> _WHAT THE TASK ASKS_: Can you rewrite the entries below as a JSON list of strings, with each line as its own string and blank lines omitted? Cover every entry, and leave the pictures out of your answer.
(THE DATA)
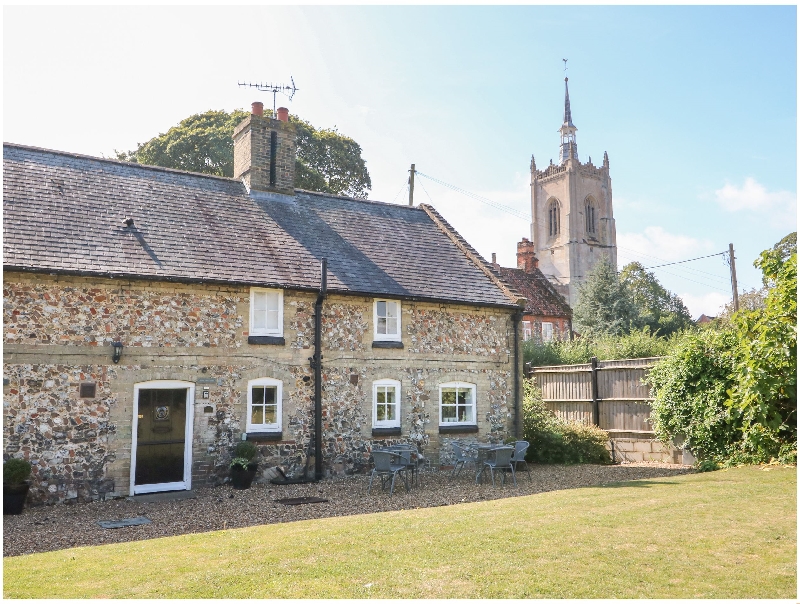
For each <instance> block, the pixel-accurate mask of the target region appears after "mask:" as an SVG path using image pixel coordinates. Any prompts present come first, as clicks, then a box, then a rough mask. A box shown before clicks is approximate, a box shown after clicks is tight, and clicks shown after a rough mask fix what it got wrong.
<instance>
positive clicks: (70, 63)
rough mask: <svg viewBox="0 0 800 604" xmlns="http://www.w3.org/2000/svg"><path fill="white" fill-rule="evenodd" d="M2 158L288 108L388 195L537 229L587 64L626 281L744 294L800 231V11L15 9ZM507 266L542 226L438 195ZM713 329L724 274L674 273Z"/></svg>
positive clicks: (691, 309) (501, 218)
mask: <svg viewBox="0 0 800 604" xmlns="http://www.w3.org/2000/svg"><path fill="white" fill-rule="evenodd" d="M3 16H4V25H3V28H4V31H3V37H4V42H3V51H4V52H3V69H4V77H3V80H4V87H3V101H4V109H3V111H4V115H3V130H4V132H3V140H4V141H10V142H15V143H22V144H29V145H35V146H40V147H46V148H52V149H59V150H64V151H74V152H79V153H86V154H90V155H106V156H111V155H112V154H113V150H114V149H131V148H134V147H135V145H136V143H137V142H144V141H146V140H148V139H149V138H151V137H152V136H155V135H156V134H158V133H160V132H164V131H166V130H167V129H168V128H169V127H171V126H172V125H175V124H176V123H177V122H178V121H180V120H181V119H183V118H185V117H187V116H189V115H191V114H193V113H198V112H201V111H205V110H207V109H212V108H213V109H226V110H231V109H234V108H244V107H249V105H250V102H252V101H254V100H262V101H264V103H265V105H267V106H271V104H272V99H271V95H268V94H265V93H254V91H252V90H246V89H242V88H239V87H238V86H237V85H236V84H237V81H244V80H249V81H258V80H261V81H270V80H274V81H288V80H289V76H290V75H291V76H293V77H294V79H295V82H296V83H297V86H298V88H299V91H298V92H297V94H296V95H295V97H294V99H293V100H292V101H291V102H288V100H287V99H285V98H283V99H281V98H280V97H279V101H278V102H279V104H284V105H286V106H288V107H289V109H290V111H291V112H292V113H295V114H297V115H299V116H301V117H303V118H304V119H307V120H309V121H310V122H311V123H313V124H314V125H315V126H317V127H333V126H336V127H337V128H338V129H339V131H340V132H342V133H344V134H347V135H349V136H351V137H353V138H354V139H355V140H356V141H358V142H359V144H361V146H362V148H363V156H364V157H365V159H366V160H367V165H368V168H369V170H370V174H371V176H372V180H373V189H372V192H371V195H370V198H372V199H376V200H380V201H389V202H392V201H396V202H397V203H405V202H406V200H407V193H406V192H405V190H404V185H405V182H406V179H407V174H408V172H407V171H408V168H409V165H410V164H411V163H412V162H413V163H415V164H416V166H417V169H418V170H419V171H421V172H422V173H424V174H427V175H430V176H433V177H435V178H437V179H439V180H441V181H444V182H447V183H450V184H452V185H455V186H457V187H460V188H462V189H465V190H467V191H470V192H472V193H474V194H476V195H479V196H482V197H485V198H488V199H490V200H492V201H494V202H496V203H499V204H503V205H506V206H509V207H511V208H514V209H515V210H516V211H517V212H519V213H522V214H529V213H530V193H529V190H530V189H529V178H530V176H529V168H528V166H529V163H530V157H531V155H532V154H533V155H535V157H536V160H537V163H538V165H539V166H544V165H546V164H547V163H548V162H549V160H550V158H553V159H555V158H556V151H557V145H558V140H559V139H558V134H557V130H558V128H559V126H560V125H561V120H562V115H563V99H564V88H563V87H564V82H563V79H564V68H563V62H562V60H561V59H562V58H568V59H569V63H568V65H569V69H568V72H567V75H568V76H569V78H570V81H569V83H570V99H571V103H572V115H573V121H574V123H575V125H576V126H577V127H578V133H577V141H578V150H579V153H580V159H581V160H582V161H586V160H587V159H588V157H589V156H591V157H592V160H593V162H594V163H595V164H598V163H599V162H600V161H601V160H602V157H603V152H604V151H607V152H608V155H609V160H610V164H611V178H612V184H613V195H614V197H613V200H614V216H615V219H616V225H617V243H618V246H619V265H620V268H621V267H622V265H624V264H625V263H627V262H629V261H631V260H638V261H641V262H642V263H643V264H644V265H645V266H654V265H657V264H663V263H664V262H670V261H677V260H683V259H687V258H693V257H696V256H703V255H706V254H712V253H715V252H720V251H723V250H725V249H727V247H728V243H733V244H734V246H735V248H736V250H737V254H736V255H737V268H738V272H739V281H740V286H741V288H742V289H745V288H751V287H756V286H758V285H759V283H760V274H759V272H758V271H757V270H756V269H754V268H753V267H752V261H753V260H754V259H755V258H756V257H757V255H758V253H759V252H760V251H761V250H763V249H766V248H768V247H771V246H772V245H773V244H774V243H775V242H777V241H778V240H779V239H780V238H781V237H783V236H784V235H786V234H787V233H789V232H791V231H793V230H796V223H797V194H796V191H797V11H796V7H795V6H771V7H750V6H706V7H693V6H666V7H664V6H659V7H656V6H646V7H636V6H613V7H601V6H566V7H551V6H511V7H478V6H473V7H459V6H446V7H426V6H415V7H410V6H407V7H369V6H355V7H333V6H321V7H301V8H289V7H280V6H269V7H259V6H245V7H235V8H217V7H180V6H179V7H166V8H158V7H127V8H125V7H81V8H75V7H32V8H26V7H9V6H6V7H4V10H3ZM417 182H418V183H420V184H419V185H418V186H417V189H416V200H417V201H424V202H426V203H432V204H433V205H434V206H435V207H436V208H437V209H438V210H439V211H440V212H441V213H442V214H443V215H444V216H445V217H446V218H447V219H448V220H449V221H450V222H451V223H452V224H453V225H454V226H455V227H456V228H457V229H458V230H459V231H460V232H461V234H462V235H464V236H465V237H466V238H467V240H468V241H470V243H472V244H473V245H474V246H475V247H476V248H477V250H478V251H479V252H480V253H481V254H482V255H483V256H484V257H486V258H487V259H488V258H490V257H491V254H492V252H496V253H497V257H498V260H499V261H500V263H501V264H504V265H506V266H513V265H514V263H515V256H514V254H515V250H516V246H515V244H516V242H517V241H519V239H520V238H521V237H524V236H529V221H526V220H525V219H524V218H521V217H520V216H518V215H516V214H513V213H506V212H500V211H498V210H497V209H495V208H493V207H491V206H489V205H486V204H482V203H480V202H479V201H476V200H475V199H473V198H470V197H467V196H464V195H461V194H459V193H457V192H455V191H453V190H451V189H448V188H446V187H443V186H441V185H440V184H438V183H436V182H434V181H431V180H428V179H425V178H424V177H420V178H418V179H417ZM654 272H655V273H656V275H657V276H658V278H659V279H660V280H661V282H662V283H663V284H664V285H665V286H666V287H667V288H668V289H670V290H671V291H674V292H675V293H678V294H679V295H681V297H682V298H683V299H684V301H685V302H686V303H687V305H688V306H689V309H690V310H691V311H692V314H693V315H694V316H695V317H696V316H698V315H699V314H700V313H703V312H704V313H706V314H712V315H713V314H716V313H717V311H718V308H719V306H720V305H721V304H722V303H724V302H726V301H727V300H728V299H729V298H730V282H729V273H728V268H727V266H726V265H725V264H724V263H723V262H722V260H721V258H720V257H715V258H710V259H707V260H703V261H698V262H694V263H689V264H682V265H677V266H671V267H664V268H663V269H656V270H655V271H654Z"/></svg>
(End THE DATA)
> _REPLY TO THE TASK_:
[
  "For each <instance> block, the pixel-accurate mask of the target region appears after \"mask:\" as an SVG path using image pixel coordinates. Any prompts present come first, as clicks, then a box, then a rough mask. A box shown before clicks is approximate, a box shown after clicks is tight, and clicks shown after a rough mask fix what it got wrong.",
  "<instance>",
  "positive clicks: (70, 63)",
  "rough mask: <svg viewBox=\"0 0 800 604\" xmlns=\"http://www.w3.org/2000/svg\"><path fill=\"white\" fill-rule=\"evenodd\" d=\"M2 158L288 108L388 195L537 229L587 64L626 281L744 294L800 231V11L15 9ZM507 266L542 226L438 195ZM713 329L724 274L674 273Z\"/></svg>",
  "positive clicks: (691, 309) (501, 218)",
  "mask: <svg viewBox=\"0 0 800 604\" xmlns=\"http://www.w3.org/2000/svg\"><path fill=\"white\" fill-rule=\"evenodd\" d=\"M3 16H4V25H3V28H4V31H3V37H4V42H3V51H4V52H3V69H4V77H3V80H4V87H3V101H4V109H3V111H4V115H3V130H4V132H3V140H4V141H10V142H15V143H22V144H29V145H35V146H40V147H46V148H52V149H59V150H64V151H74V152H79V153H86V154H90V155H106V156H111V155H112V154H113V150H114V149H131V148H134V147H135V145H136V143H137V142H144V141H146V140H148V139H149V138H151V137H152V136H155V135H156V134H158V133H160V132H164V131H166V130H167V129H168V128H169V127H171V126H172V125H175V124H176V123H177V122H178V121H180V120H181V119H183V118H185V117H187V116H189V115H191V114H193V113H198V112H201V111H205V110H207V109H212V108H213V109H226V110H231V109H234V108H244V107H249V105H250V102H252V101H254V100H262V101H264V103H265V105H267V106H271V104H272V99H271V95H268V94H265V93H254V91H252V90H246V89H242V88H239V87H238V86H237V85H236V84H237V81H244V80H249V81H258V80H261V81H270V80H274V81H288V80H289V76H290V75H291V76H293V77H294V79H295V82H296V83H297V86H298V88H299V91H298V92H297V94H296V95H295V97H294V99H293V100H292V101H291V102H288V100H287V99H285V98H283V99H281V98H280V97H279V101H278V102H279V104H284V105H286V106H288V107H289V109H290V111H291V112H292V113H295V114H297V115H299V116H301V117H303V118H304V119H307V120H309V121H310V122H311V123H313V124H314V125H315V126H317V127H333V126H336V127H337V128H338V129H339V131H340V132H342V133H344V134H347V135H349V136H351V137H353V138H354V139H355V140H356V141H358V142H359V144H361V146H362V148H363V156H364V157H365V159H366V160H367V165H368V168H369V170H370V174H371V176H372V180H373V189H372V192H371V195H370V198H372V199H376V200H380V201H389V202H392V201H396V202H397V203H405V202H406V200H407V193H406V192H405V190H404V185H405V182H406V179H407V174H408V172H407V171H408V168H409V165H410V164H411V163H412V162H413V163H415V164H416V166H417V169H418V170H419V171H421V172H422V173H424V174H427V175H430V176H433V177H435V178H437V179H439V180H441V181H444V182H447V183H450V184H452V185H455V186H457V187H460V188H462V189H465V190H467V191H470V192H472V193H474V194H476V195H479V196H482V197H485V198H488V199H490V200H492V201H494V202H496V203H499V204H503V205H506V206H509V207H511V208H514V209H515V210H516V211H517V212H519V213H522V214H529V213H530V193H529V190H530V189H529V178H530V176H529V168H528V166H529V163H530V157H531V155H532V154H533V155H535V157H536V160H537V163H538V165H539V166H544V165H546V164H547V163H548V162H549V160H550V158H553V159H555V158H556V151H557V145H558V140H559V139H558V134H557V130H558V128H559V126H560V125H561V120H562V115H563V99H564V88H563V87H564V82H563V79H564V68H563V62H562V60H561V59H562V58H568V59H569V63H568V65H569V69H568V72H567V75H568V76H569V78H570V81H569V83H570V99H571V103H572V115H573V121H574V123H575V125H576V126H577V127H578V133H577V141H578V150H579V153H580V159H581V160H582V161H586V160H587V159H588V157H589V156H591V157H592V160H593V162H594V163H595V164H598V163H599V162H600V161H601V160H602V157H603V152H604V151H607V152H608V155H609V160H610V164H611V178H612V184H613V195H614V197H613V200H614V216H615V219H616V225H617V243H618V246H619V265H620V268H621V267H622V265H624V264H625V263H627V262H629V261H631V260H638V261H641V262H642V263H643V264H644V265H645V266H654V265H657V264H663V263H664V262H670V261H677V260H683V259H687V258H693V257H696V256H703V255H706V254H712V253H715V252H720V251H723V250H725V249H727V247H728V243H733V244H734V246H735V248H736V250H737V254H736V255H737V268H738V272H739V281H740V286H741V288H742V289H745V288H751V287H756V286H758V285H759V283H760V274H759V272H758V271H757V270H756V269H754V268H753V267H752V261H753V260H754V259H755V258H756V257H757V255H758V253H759V252H760V251H761V250H763V249H766V248H768V247H771V246H772V245H773V244H774V243H775V242H777V241H778V240H779V239H780V238H781V237H783V236H784V235H786V234H787V233H789V232H791V231H793V230H796V223H797V194H796V191H797V11H796V7H795V6H771V7H750V6H706V7H693V6H666V7H664V6H659V7H656V6H646V7H636V6H613V7H601V6H566V7H551V6H511V7H478V6H473V7H459V6H446V7H426V6H415V7H410V6H407V7H369V6H355V7H333V6H321V7H301V8H289V7H280V6H269V7H259V6H245V7H235V8H217V7H180V6H179V7H166V8H158V7H127V8H125V7H81V8H75V7H32V8H26V7H9V6H6V7H4V10H3ZM417 182H418V183H420V184H419V185H418V186H417V189H416V200H417V201H424V202H426V203H432V204H433V205H434V206H435V207H436V208H437V209H438V210H439V211H440V212H441V213H442V214H443V215H444V216H445V217H446V218H447V219H448V220H449V221H450V222H451V223H452V224H453V225H454V226H455V227H456V228H457V229H458V230H459V231H460V232H461V234H462V235H464V236H465V237H466V238H467V240H468V241H470V243H472V244H473V245H474V246H475V247H476V248H477V250H478V251H479V252H480V253H481V254H482V255H483V256H484V257H486V258H487V259H488V258H490V257H491V254H492V252H496V253H497V257H498V260H499V261H500V263H501V264H504V265H506V266H513V265H514V263H515V256H514V254H515V250H516V246H515V244H516V242H517V241H519V239H520V238H521V237H524V236H529V221H526V220H525V219H524V218H521V217H520V216H518V215H516V214H513V213H506V212H500V211H498V210H497V209H495V208H493V207H491V206H489V205H486V204H482V203H480V202H479V201H476V200H475V199H473V198H470V197H467V196H464V195H461V194H459V193H457V192H455V191H453V190H451V189H448V188H446V187H443V186H441V185H440V184H438V183H436V182H434V181H431V180H428V179H425V178H424V177H420V178H418V179H417ZM654 272H655V273H656V275H657V276H658V278H659V279H660V280H661V282H662V283H663V284H664V285H665V286H666V287H667V288H668V289H670V290H671V291H674V292H675V293H678V294H679V295H681V297H682V298H683V299H684V301H685V302H686V303H687V305H688V306H689V309H690V310H691V311H692V314H693V315H694V316H695V317H696V316H698V315H699V314H700V313H703V312H704V313H706V314H712V315H713V314H716V313H717V311H718V308H719V306H720V305H721V304H722V303H724V302H726V301H727V300H728V299H729V298H730V282H729V273H728V268H727V266H726V265H725V264H724V263H723V262H722V260H721V258H720V257H715V258H710V259H707V260H703V261H698V262H694V263H689V264H682V265H677V266H671V267H664V268H663V269H656V270H655V271H654Z\"/></svg>"
]